Activity:
All lines from the one with "boy's face in the photo above." onward, through the last line of the records below, are to be retyped word for word.

[Saved entries]
= Beginning of Section =

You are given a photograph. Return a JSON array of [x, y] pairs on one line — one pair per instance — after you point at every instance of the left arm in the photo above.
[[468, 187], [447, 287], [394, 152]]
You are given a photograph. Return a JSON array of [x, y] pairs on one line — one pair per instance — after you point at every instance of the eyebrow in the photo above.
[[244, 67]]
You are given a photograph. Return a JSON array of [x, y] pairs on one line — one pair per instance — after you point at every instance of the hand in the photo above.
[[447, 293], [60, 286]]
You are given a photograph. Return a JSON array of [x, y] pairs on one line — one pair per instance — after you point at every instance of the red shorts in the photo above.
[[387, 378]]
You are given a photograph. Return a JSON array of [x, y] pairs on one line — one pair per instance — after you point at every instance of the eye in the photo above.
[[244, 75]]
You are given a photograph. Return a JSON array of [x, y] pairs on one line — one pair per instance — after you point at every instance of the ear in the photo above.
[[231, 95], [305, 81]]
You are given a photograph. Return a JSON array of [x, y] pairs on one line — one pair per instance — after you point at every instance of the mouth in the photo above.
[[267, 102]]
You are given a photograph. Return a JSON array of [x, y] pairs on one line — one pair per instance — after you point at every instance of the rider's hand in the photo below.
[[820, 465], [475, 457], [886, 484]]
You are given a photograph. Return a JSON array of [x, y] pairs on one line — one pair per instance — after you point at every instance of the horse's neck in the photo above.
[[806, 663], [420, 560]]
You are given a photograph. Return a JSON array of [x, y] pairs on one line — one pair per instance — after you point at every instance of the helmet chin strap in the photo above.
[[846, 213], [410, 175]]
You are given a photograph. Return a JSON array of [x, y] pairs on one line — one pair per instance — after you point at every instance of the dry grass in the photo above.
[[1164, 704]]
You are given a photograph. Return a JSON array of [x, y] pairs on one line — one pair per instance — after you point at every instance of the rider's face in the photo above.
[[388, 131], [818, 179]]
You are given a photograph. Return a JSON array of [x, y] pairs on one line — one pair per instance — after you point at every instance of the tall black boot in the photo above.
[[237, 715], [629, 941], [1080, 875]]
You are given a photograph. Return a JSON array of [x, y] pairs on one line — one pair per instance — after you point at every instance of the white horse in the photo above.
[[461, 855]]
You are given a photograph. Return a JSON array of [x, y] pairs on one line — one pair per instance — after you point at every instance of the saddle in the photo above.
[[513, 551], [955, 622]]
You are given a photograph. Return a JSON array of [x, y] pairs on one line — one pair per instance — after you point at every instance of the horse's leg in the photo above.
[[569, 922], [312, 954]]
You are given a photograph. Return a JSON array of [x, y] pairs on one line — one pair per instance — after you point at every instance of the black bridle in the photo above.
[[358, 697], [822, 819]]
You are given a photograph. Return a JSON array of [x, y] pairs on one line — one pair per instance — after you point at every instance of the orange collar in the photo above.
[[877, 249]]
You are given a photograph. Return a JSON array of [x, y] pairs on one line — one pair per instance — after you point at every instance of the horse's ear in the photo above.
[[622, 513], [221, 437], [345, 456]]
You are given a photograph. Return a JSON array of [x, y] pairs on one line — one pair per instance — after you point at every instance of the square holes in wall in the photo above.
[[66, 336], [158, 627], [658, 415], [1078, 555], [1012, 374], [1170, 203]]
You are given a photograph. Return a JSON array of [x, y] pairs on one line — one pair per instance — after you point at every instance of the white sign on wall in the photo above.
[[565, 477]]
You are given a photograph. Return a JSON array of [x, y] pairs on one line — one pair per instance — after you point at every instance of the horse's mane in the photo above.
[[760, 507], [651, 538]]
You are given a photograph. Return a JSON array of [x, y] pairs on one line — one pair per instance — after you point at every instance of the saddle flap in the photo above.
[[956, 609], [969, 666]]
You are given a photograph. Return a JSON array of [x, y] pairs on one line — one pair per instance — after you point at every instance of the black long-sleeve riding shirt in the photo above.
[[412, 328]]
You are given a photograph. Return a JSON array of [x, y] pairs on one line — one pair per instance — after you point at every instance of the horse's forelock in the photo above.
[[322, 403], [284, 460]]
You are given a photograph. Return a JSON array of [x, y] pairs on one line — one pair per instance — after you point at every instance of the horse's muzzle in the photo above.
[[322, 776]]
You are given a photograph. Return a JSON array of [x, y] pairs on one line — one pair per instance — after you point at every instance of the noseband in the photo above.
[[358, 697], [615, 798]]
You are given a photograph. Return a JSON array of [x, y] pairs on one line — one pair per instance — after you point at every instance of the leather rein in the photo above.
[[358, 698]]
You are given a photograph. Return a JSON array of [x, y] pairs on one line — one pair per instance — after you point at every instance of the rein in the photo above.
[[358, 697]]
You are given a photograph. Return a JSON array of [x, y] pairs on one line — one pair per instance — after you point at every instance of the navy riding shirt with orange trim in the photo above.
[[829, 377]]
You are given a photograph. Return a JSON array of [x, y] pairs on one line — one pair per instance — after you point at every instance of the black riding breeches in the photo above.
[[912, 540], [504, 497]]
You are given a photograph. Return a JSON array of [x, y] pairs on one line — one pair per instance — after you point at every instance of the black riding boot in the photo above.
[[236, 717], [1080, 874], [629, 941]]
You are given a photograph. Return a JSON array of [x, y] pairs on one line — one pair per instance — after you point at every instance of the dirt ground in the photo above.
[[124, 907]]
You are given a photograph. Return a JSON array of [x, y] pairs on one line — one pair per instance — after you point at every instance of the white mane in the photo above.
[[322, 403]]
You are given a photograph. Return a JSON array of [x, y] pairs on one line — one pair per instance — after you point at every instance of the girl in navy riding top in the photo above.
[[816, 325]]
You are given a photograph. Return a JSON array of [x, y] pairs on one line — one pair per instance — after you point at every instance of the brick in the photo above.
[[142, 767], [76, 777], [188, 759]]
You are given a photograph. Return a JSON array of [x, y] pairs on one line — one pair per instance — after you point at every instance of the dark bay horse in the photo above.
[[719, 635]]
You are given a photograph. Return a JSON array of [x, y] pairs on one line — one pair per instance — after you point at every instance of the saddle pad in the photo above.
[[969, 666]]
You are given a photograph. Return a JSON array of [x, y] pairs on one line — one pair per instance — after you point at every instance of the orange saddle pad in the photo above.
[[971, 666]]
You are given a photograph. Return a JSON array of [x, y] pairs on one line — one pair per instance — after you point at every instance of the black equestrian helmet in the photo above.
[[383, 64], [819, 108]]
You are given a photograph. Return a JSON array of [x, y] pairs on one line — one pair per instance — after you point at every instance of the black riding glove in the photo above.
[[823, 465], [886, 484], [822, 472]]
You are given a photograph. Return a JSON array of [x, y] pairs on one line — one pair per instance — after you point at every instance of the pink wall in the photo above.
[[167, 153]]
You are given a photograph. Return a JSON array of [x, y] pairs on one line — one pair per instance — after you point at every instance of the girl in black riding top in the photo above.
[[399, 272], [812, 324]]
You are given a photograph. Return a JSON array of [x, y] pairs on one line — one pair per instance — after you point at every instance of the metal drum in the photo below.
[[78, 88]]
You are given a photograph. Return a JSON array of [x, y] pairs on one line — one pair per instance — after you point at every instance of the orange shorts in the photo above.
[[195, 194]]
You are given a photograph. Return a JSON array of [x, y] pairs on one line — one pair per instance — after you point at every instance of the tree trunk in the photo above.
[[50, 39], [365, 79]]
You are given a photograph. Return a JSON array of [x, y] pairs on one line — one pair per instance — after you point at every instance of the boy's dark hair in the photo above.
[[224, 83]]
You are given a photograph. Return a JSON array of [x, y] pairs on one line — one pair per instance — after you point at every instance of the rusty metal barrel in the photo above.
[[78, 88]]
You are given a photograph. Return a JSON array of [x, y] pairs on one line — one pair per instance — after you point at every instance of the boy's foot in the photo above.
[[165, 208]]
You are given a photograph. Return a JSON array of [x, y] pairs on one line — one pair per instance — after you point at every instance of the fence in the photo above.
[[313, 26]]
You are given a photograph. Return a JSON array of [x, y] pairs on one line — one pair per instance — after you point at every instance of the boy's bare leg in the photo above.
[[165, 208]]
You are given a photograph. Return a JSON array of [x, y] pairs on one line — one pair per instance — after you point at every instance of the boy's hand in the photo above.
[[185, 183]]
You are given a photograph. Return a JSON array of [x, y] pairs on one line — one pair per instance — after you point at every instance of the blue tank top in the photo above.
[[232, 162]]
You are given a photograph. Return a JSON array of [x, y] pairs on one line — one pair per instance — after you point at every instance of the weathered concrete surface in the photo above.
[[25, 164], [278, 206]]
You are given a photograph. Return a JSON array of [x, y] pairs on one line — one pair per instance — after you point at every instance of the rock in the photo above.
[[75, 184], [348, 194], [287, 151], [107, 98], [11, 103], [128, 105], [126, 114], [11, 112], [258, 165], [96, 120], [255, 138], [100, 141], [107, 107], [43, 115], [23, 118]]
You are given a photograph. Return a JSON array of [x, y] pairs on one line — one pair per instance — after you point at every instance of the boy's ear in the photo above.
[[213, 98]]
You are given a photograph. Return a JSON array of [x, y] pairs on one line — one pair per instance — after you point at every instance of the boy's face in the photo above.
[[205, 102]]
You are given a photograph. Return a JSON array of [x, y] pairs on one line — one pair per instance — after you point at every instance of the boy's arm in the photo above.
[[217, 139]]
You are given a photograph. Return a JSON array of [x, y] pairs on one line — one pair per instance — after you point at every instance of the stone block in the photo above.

= End of Section =

Task solution:
You are given a photograph. Return a JSON array of [x, y] pairs on one line — one pair per instance — after you point at every instance of the boy's face in the photo above.
[[205, 102]]
You are given a photograph. Return a JSON array of [x, y] pairs on one line — one pair per instance — after you point at every instance of the boy's arm in the photo above.
[[217, 139]]
You are given a photograph. Return a JSON array of [x, y] pairs on one line — one pair per instance — after you point at every instance of the stone block in the photo above.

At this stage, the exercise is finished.